• Text extract:
Helping build a safer Internet by measuring BGP RPKI Route Origin Validation

The Border Gateway Protocol (BGP) is the glue that keeps the entire Internet together. However, despite its vital function, BGP wasn't originally designed to protect against malicious actors or routing mishaps. It has since been updated to account for this shortcoming with the Resource Public Key Infrastructure (RPKI) framework, but can we declare it to be safe yet?

If the question needs asking, you might suspect we can't. There is a shortage of reliable data on how much of the Internet is protected from preventable routing problems. Today, we’re releasing a new method to measure exactly that: what percentage of Internet users are protected by their Internet Service Provider from these issues. We find that there is a long way to go before the Internet is protected from routing problems, though it varies dramatically by country.

Why RPKI is necessary to secure Internet routing

The Internet is a network of independently-managed networks, called Autonomous Systems (ASes). To achieve global reachability, ASes interconnect with each other and determine the feasible paths to a given destination IP address by exchanging routing information using BGP. BGP enables routers with only local network visibility to construct end-to-end paths based on the arbitrary preferences of each administrative entity that operates that equipment. Typically, Internet traffic between a user and a destination traverses multiple AS networks using paths constructed by BGP routers.

BGP, however, lacks built-in security mechanisms to protect the integrity of the exchanged routing information and to provide authentication and authorization of the advertised IP address space. Because of this, AS operators must implicitly trust that the routing information exchanged through BGP is accurate. As a result, the Internet is vulnerable to the injection of bogus routing information, which cannot be mitigated by security measures at the client or server level of the network.

• Extracted entries:
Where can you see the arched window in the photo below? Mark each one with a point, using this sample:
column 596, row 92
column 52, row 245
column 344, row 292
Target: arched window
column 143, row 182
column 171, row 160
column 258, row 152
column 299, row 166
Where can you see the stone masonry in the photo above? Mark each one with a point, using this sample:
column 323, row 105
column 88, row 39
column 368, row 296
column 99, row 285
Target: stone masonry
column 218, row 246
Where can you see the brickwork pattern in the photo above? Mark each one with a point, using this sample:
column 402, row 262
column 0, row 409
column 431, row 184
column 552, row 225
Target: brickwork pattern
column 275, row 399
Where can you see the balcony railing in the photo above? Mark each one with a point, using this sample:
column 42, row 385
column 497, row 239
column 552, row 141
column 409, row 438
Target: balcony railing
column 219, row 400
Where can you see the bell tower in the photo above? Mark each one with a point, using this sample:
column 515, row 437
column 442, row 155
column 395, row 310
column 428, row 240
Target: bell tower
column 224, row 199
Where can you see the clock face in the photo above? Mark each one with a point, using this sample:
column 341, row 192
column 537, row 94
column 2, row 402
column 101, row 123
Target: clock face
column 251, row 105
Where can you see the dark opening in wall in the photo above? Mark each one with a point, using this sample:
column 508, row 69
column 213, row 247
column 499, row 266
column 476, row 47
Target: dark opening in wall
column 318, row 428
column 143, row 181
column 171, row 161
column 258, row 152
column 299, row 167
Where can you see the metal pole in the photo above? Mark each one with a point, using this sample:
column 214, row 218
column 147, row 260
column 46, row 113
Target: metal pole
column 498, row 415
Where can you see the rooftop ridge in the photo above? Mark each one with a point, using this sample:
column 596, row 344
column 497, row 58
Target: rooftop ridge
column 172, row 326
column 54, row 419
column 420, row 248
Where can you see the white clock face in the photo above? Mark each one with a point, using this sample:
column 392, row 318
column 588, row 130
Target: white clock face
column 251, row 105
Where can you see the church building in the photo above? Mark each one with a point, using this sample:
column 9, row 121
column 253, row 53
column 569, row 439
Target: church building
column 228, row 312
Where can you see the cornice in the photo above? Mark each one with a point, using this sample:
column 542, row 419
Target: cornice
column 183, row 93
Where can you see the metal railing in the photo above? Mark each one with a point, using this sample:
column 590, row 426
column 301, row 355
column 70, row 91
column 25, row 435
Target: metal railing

• What you have to do:
Answer these questions from the BGP routing text:
1. Which framework was BGP updated with to address its original lack of protection?
2. What are the independently-managed networks that make up the Internet called?
3. What does the newly released method measure?

• Solution to the problem:
1. The Resource Public Key Infrastructure (RPKI) framework.
2. Autonomous Systems (ASes).
3. The percentage of Internet users whose Internet Service Provider protects them from preventable routing problems.